_Material for this exercise:_
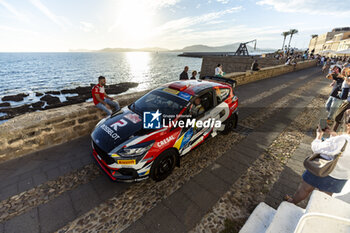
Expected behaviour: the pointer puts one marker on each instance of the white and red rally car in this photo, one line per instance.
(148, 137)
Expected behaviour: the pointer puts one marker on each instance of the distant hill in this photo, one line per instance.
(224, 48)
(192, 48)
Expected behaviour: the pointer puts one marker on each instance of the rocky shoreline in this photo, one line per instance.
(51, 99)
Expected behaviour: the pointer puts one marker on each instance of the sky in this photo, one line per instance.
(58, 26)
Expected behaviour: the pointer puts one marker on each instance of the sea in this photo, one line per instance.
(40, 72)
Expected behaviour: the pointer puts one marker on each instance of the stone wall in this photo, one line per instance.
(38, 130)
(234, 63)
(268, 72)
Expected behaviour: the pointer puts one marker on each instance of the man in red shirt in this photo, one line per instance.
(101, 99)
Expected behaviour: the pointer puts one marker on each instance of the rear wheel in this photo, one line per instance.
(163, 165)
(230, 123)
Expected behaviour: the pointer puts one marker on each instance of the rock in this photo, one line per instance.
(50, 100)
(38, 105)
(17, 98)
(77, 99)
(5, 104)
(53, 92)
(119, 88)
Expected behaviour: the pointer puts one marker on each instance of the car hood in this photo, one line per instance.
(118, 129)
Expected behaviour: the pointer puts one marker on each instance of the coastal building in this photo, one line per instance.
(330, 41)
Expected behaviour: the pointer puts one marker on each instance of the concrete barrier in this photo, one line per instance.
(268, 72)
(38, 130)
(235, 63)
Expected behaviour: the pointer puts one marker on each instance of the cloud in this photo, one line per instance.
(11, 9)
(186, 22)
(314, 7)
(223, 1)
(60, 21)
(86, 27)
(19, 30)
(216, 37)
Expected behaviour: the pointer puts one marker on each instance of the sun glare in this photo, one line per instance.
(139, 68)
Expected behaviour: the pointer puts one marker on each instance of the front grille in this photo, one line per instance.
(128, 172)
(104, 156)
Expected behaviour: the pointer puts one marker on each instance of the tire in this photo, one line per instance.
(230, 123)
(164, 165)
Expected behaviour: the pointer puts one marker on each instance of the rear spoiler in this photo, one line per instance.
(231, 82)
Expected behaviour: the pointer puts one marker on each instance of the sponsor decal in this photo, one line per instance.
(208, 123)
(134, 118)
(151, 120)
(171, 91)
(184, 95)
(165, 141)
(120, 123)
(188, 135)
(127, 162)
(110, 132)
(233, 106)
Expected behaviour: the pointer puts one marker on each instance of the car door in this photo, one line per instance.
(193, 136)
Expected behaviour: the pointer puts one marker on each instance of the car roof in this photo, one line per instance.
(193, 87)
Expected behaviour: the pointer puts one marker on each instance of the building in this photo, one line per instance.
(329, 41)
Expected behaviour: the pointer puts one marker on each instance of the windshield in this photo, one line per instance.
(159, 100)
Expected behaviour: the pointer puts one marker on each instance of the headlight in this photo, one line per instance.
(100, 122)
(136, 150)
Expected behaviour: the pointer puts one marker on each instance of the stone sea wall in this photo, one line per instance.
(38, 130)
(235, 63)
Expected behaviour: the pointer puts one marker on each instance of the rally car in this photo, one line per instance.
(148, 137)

_Problem:_ From the line with "roof in this photo, one line per instance." to the last line of the material, give every line again exactly, and only those lines.

_Solution below:_
Expected behaviour: the pointer puts one marker on each instance of the car roof in this photo, one line per instance.
(193, 87)
Expected behaviour: the pointer puts one marker on each instance of the building in this photo, one line per instance.
(329, 41)
Expected behaviour: the pointer puts one marker on each instance of the windshield in this photo, one line per instance.
(159, 100)
Expected behaviour: the pointer puts one marker on each instance of the headlight in this photo, one line per instance.
(100, 122)
(136, 150)
Expected behaviour: the pointer puts one marker on each instance of the stone sea wall in this photo, one line per instance.
(38, 130)
(235, 63)
Expected behaviour: the pointer puts one marker on each instance of the rally car in this photo, one line per instance.
(148, 137)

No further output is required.